__Exercise requirements__. The lines needed are those below that contain the word "camera"; copy each one.
Segment Start: Records provided
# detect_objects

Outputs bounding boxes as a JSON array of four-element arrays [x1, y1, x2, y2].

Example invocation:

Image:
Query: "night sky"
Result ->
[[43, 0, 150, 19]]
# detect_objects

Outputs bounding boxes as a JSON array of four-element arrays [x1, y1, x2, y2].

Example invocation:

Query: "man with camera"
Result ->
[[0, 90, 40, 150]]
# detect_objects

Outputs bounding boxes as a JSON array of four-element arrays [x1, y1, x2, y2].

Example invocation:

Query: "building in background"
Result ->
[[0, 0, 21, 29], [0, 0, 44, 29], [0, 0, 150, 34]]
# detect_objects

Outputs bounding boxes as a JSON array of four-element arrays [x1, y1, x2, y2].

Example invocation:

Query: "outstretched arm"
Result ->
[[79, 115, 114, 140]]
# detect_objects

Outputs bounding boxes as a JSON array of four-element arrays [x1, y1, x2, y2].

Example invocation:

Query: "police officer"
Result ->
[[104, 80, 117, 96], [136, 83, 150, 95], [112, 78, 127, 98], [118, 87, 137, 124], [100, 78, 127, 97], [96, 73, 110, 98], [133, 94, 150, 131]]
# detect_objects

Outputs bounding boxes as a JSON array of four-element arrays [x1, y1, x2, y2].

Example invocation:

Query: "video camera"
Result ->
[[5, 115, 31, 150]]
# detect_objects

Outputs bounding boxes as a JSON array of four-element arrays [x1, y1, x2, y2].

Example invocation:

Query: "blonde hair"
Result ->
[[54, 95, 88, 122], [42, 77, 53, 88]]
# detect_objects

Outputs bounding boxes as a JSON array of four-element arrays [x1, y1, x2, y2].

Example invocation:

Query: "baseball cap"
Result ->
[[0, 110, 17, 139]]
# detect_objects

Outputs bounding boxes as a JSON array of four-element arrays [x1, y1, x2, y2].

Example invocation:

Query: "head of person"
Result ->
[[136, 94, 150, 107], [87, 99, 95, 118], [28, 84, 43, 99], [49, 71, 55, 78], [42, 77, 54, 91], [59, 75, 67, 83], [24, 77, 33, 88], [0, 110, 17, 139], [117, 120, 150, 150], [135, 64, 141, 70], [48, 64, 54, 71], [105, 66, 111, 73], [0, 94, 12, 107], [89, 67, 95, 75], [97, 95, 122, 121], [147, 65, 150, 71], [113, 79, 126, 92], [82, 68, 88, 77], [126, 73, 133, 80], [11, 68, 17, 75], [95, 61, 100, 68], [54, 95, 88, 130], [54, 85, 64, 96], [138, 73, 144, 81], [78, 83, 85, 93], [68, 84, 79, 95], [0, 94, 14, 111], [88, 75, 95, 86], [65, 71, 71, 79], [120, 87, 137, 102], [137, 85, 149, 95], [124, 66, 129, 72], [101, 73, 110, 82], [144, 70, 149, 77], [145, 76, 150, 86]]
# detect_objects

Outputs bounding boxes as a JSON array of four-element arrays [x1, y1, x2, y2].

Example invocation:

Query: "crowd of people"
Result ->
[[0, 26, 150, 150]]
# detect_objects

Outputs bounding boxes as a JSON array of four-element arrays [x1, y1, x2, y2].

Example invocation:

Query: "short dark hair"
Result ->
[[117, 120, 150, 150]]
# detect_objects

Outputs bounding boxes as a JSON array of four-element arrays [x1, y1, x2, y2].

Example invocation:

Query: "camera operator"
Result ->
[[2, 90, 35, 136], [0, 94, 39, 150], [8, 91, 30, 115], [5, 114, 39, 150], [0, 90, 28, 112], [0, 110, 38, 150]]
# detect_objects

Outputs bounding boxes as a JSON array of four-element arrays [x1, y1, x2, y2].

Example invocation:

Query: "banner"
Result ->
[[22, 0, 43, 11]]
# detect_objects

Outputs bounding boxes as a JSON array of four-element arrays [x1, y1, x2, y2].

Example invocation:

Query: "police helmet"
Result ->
Segment End: Records provided
__Response to the task__.
Query: "man with camera"
Query: "video camera"
Query: "camera operator"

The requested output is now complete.